(READING TEXT)

When a SpaceX crewed Dragon launches atop a Falcon 9 carrying the first astronauts launched from American soil by the United States, they will be making history, setting NASA on a trajectory for the Moon and beyond.  For a long time, private companies being able to put humans into orbit has been a dream.  Since 2001 A Space Odyssey, made before the Apollo program landed people on the Moon, sci fi envisioned it being possible to take a Pan Am flight on a Space Shuttle like vehicle up to a space station. One with airliner seating no less.   Then to connect to a flight to the Moon. 

Then for a long while private space flight was the crazy dream of eccentric aeronautical engineers like Burt Rutan, who designed Spaceship 1 and put the first humans into space, Winning the Ansari Xprize, but not into orbit.  Then Elon Musk SpaceX took that crazy dream to the next level by using established technologies in new ways.

Watch of NASA's first mission in 11 years here.

Down To Earth Progress.

We are not anywhere near the capabilities shown in that fictional vision of the future.  In fact, we haven’t been back to the Moon since Apollo 17 crewed by Gene Cernan, Harrison Schmitt, and Ronald Evans (who piloted the command module).   We will be launching in a capsule instead of a big winged colossus like the Space Shuttle.  Which we thought was more advanced but really should be thought of as an experiment which succeeded in most ways but failed in crucial areas safety. 

  • In one hundred and thirty-five launches two mission ended with a complete loss of the crew due to design flaws and compromises.

(End READING TEXT)

[EXERCISE A] In the SpaceX article, give the part from "Watch of NASA's" to "flaws and compromises." again, but swap "capsule" for "pod".
[EXERCISE B]
Answer these questions from the SpaceX article:
(i) Who designed Spaceship 1?
(ii) What prize did Spaceship 1 win?
(iii) Which Apollo mission was the last time we went to the Moon?
[EXERCISE C] Take the article on SpaceX's crewed Dragon launch further from where it stops.

(GIVEN RECORDS)

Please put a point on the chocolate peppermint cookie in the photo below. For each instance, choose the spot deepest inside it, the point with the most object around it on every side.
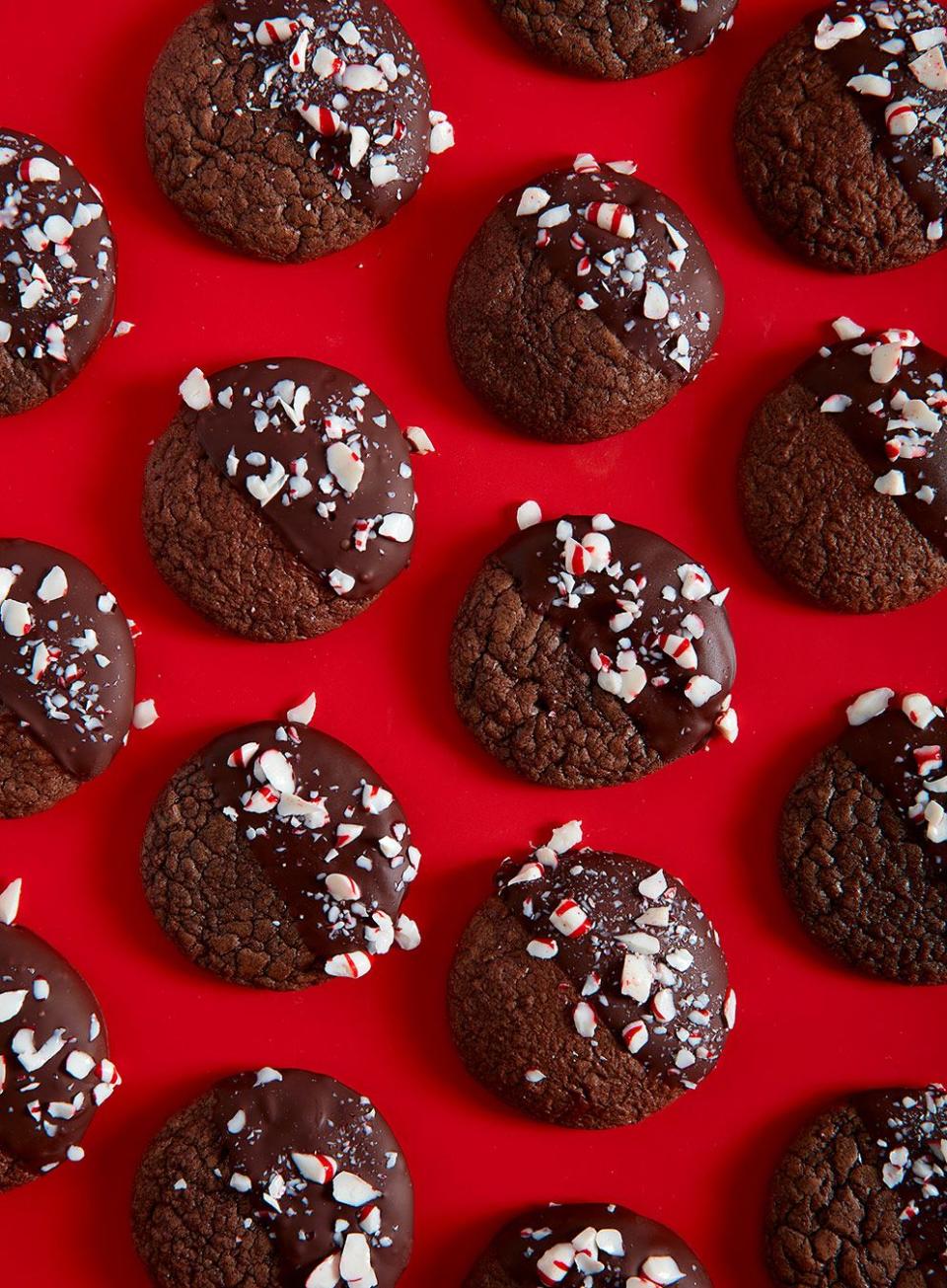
(859, 1195)
(584, 303)
(278, 857)
(840, 136)
(588, 653)
(577, 1245)
(863, 840)
(291, 131)
(67, 676)
(843, 484)
(274, 1178)
(54, 1067)
(57, 272)
(591, 991)
(596, 38)
(281, 499)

(End GIVEN RECORDS)

[RESPONSE A]
Watch of NASA's first mission in 11 years here.

Down To Earth Progress.

We are not anywhere near the capabilities shown in that fictional vision of the future.  In fact, we haven’t been back to the Moon since Apollo 17 crewed by Gene Cernan, Harrison Schmitt, and Ronald Evans (who piloted the command module).   We will be launching in a pod instead of a big winged colossus like the Space Shuttle.  Which we thought was more advanced but really should be thought of as an experiment which succeeded in most ways but failed in crucial areas safety. 

  • In one hundred and thirty-five launches two mission ended with a complete loss of the crew due to design flaws and compromises.

[RESPONSE B]
(i) Burt Rutan
(ii) The Ansari Xprize
(iii) Apollo 17

[RESPONSE C]
    • The Space Shuttle Challenger blew up after launch due to a design flaw in the o-rings that sealed segments of solid rocket boosters.
    • The Shuttle Columbia was lost during reentry due to being hit by insulating foam from the external fuel tank.
    • In each case there is evidence the crew were alive for a time after the fatal damage was done, and the dangerous state was clear to them. (Challenger LA TimesColumbia ABC news)  
  • Capsules like Soyuz, Apollo, Vostok, Mercury, etc have over a similar enough time frame proven to be safer though they have also had fatal incidents but more launches.
  • The Shuttle was meant to be reusable and easy to turn around. While it was reusable it was expensive to make ready for the next flight.   
  • The shuttle was crucial to building the international space station and was in many respects a mini-space station that we could put into orbit and retrieve, and could use to land very delicate experiments from space.

That last point is why NASA is also contracting for a new space plane type vehicle By 2021 we Sierra Nevada corporation is slated to launch its unmanned Dream Chaser reusable space plane.  It is designed to launch on top of, instead of next to, an active rocket.  This will allow it to have many of the advantages of a capsule but be able to land like a plane.  It will be used to return cargo from the ISS which cannot stand the relatively high G forces of a capsule landing. There is a plan for a future crewed version of it as well.

We learned what does and does not work from the Space Shuttle and from Soyuz.  Crewed Dragon is a combination of those lessons to create a craft with the human carrying capacity of the Space Shuttle, which working with space-labs placed in orbit with other rockets will give us greater capabilities at less risk to human life and limb than ever before.  

That is not to say that this launch is without risk.  Space travel is and will be inherently risky for the foreseeable future. 

Future Trajectories.

In addition to the return of American astronauts flying American space craft to space NASA has the ambitious Artemis program meant to return humans to the moon by 2024.  Although I would not be surprised if it takes until 2025 or 2026 given how unforeseen events always impact any planned time table.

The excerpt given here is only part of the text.